Segment Start: Excerpted passage

Then, at the end, the band played a tag, which is a chord sequence that repeats over and over again, like a loop. Miles played on top of it, a different phrase each time—and every one connected with the previous one in a gorgeous way. You’d think that he would run out of ideas, but he just kept going, each idea more beautiful than the last. No matter what he’d been through, Miles was still a genius onstage. I watched that concert in a state of amazement at the level of musicianship and emotion he brought to every song.
But Miles wasn’t feeling well that night, and after the concert he collapsed and was rushed to a hospital. Afraid he was going to die, he told the Spanish doctors, “I don’t want to die here!” The next day he insisted on flying back to New York so he could be at home in his final hours. He didn’t end up dying then, of course, but I’ve sometimes wondered if he felt a hint of his own mortality onstage that night, leading him to play with the depth of emotional intensity he brought to those songs.

Segment End: Excerpted passage
Segment Start: Record extracts

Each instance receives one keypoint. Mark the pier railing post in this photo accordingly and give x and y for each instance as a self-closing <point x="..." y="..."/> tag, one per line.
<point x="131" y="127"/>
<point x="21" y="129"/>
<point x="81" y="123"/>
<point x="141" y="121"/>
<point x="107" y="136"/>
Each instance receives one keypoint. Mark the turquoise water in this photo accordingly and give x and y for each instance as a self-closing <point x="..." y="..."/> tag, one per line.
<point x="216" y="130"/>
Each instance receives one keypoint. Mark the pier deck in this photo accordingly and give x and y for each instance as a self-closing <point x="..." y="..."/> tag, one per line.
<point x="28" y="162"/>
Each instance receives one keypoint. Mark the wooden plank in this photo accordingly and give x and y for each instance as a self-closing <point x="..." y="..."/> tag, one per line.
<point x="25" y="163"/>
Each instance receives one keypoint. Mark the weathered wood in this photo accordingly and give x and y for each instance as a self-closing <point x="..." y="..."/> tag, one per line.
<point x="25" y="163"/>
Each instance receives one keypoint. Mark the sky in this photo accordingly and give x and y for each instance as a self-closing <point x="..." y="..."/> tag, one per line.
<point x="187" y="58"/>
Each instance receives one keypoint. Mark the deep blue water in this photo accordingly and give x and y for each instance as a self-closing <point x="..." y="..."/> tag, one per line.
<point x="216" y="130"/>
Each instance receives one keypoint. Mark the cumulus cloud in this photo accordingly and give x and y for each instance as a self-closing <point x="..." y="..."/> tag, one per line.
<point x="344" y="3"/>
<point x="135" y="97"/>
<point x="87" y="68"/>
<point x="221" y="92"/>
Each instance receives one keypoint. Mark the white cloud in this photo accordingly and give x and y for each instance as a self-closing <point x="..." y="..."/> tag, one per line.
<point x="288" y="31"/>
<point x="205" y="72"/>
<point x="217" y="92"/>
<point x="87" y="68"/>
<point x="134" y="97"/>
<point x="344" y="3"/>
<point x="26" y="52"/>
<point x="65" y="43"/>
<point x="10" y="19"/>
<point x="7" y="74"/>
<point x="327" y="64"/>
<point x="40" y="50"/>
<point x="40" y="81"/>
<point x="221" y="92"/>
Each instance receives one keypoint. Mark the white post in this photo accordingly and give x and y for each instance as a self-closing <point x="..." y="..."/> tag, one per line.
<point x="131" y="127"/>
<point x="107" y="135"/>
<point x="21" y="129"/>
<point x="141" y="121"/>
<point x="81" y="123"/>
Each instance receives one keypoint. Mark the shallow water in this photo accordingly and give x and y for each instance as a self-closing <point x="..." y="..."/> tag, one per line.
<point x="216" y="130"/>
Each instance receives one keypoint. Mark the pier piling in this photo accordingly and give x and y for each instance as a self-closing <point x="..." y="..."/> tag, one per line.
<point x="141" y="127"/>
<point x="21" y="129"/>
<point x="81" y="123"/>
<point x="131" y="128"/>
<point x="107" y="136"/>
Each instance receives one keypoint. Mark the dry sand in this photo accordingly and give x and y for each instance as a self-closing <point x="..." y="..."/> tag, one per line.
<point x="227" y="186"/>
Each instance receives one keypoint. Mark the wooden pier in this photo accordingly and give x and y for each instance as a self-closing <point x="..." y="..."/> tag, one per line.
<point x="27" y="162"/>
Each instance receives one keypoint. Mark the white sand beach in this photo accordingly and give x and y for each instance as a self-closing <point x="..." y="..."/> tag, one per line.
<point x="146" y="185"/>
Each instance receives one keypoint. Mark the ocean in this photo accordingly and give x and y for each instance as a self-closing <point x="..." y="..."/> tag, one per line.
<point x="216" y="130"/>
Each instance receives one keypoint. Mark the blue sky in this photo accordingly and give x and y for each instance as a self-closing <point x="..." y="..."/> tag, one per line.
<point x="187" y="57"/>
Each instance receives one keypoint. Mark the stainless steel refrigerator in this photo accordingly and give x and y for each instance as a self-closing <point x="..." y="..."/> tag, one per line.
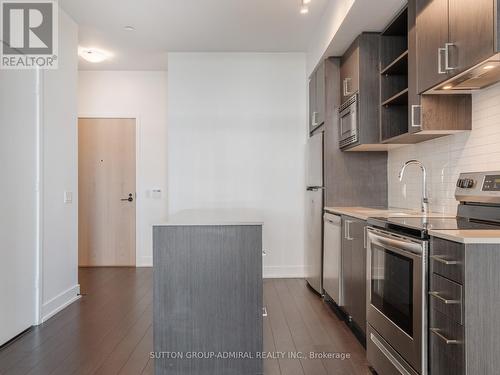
<point x="314" y="212"/>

Segment End: Record extracts

About this exercise
From the passage about the Miles Davis concert, extract the text between "Then, at the" and "to every song.", inclusive.

Worked solution
Then, at the end, the band played a tag, which is a chord sequence that repeats over and over again, like a loop. Miles played on top of it, a different phrase each time—and every one connected with the previous one in a gorgeous way. You’d think that he would run out of ideas, but he just kept going, each idea more beautiful than the last. No matter what he’d been through, Miles was still a genius onstage. I watched that concert in a state of amazement at the level of musicianship and emotion he brought to every song.